**Document excerpt**

════════

Upon waking up this morning, I immediately checked his paw again and the swelling has gone down. Called the vet's office anyway and told them what was up. The vet said that since the swelling wasn't seen yesterday when she examined him, I could bring him back in again today and possibly get X-rays done, or I can give his medication another day to work to see if it helps the swelling to continue to go down on its own. Since the swelling looked less today and he's not limping as much as yesterday, I am going to try to wait it out and give his medication a little time to work its magic. Here's a picture for reference of yesterday to today. He's still moving around normal, though for most of the day yesterday I had him resting on the couch. Today is more of the same, but I can tell he wants to run around because he keeps getting up to walk around.

════════

**Source records**
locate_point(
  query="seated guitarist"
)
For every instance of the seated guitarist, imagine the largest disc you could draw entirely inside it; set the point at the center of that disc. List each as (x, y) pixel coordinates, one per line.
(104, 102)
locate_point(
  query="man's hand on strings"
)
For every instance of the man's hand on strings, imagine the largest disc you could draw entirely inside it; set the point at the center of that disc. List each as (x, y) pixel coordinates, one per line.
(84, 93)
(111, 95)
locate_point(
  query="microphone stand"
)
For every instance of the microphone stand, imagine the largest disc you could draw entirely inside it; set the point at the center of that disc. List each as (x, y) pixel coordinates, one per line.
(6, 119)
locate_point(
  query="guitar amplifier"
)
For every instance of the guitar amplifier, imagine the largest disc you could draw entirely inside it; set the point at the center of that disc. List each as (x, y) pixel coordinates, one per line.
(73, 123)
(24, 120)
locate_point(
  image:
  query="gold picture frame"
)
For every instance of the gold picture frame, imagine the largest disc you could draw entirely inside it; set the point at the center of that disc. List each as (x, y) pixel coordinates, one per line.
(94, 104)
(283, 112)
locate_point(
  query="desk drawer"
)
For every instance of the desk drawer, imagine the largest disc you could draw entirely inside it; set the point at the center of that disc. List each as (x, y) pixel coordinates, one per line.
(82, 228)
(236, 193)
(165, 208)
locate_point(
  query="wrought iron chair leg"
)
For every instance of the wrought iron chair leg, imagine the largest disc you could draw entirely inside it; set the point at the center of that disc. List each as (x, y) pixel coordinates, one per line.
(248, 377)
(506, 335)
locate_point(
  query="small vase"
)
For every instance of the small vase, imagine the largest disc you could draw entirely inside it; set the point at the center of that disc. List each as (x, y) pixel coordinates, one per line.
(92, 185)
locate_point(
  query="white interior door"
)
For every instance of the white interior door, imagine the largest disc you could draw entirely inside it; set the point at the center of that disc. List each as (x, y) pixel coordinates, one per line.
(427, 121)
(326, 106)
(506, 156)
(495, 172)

════════

**Exercise objective**
Please copy the paw update between "Upon waking up" and "to walk around.", inclusive, switching "swelling" to "inflammation".

**Result**
Upon waking up this morning, I immediately checked his paw again and the inflammation has gone down. Called the vet's office anyway and told them what was up. The vet said that since the inflammation wasn't seen yesterday when she examined him, I could bring him back in again today and possibly get X-rays done, or I can give his medication another day to work to see if it helps the inflammation to continue to go down on its own. Since the inflammation looked less today and he's not limping as much as yesterday, I am going to try to wait it out and give his medication a little time to work its magic. Here's a picture for reference of yesterday to today. He's still moving around normal, though for most of the day yesterday I had him resting on the couch. Today is more of the same, but I can tell he wants to run around because he keeps getting up to walk around.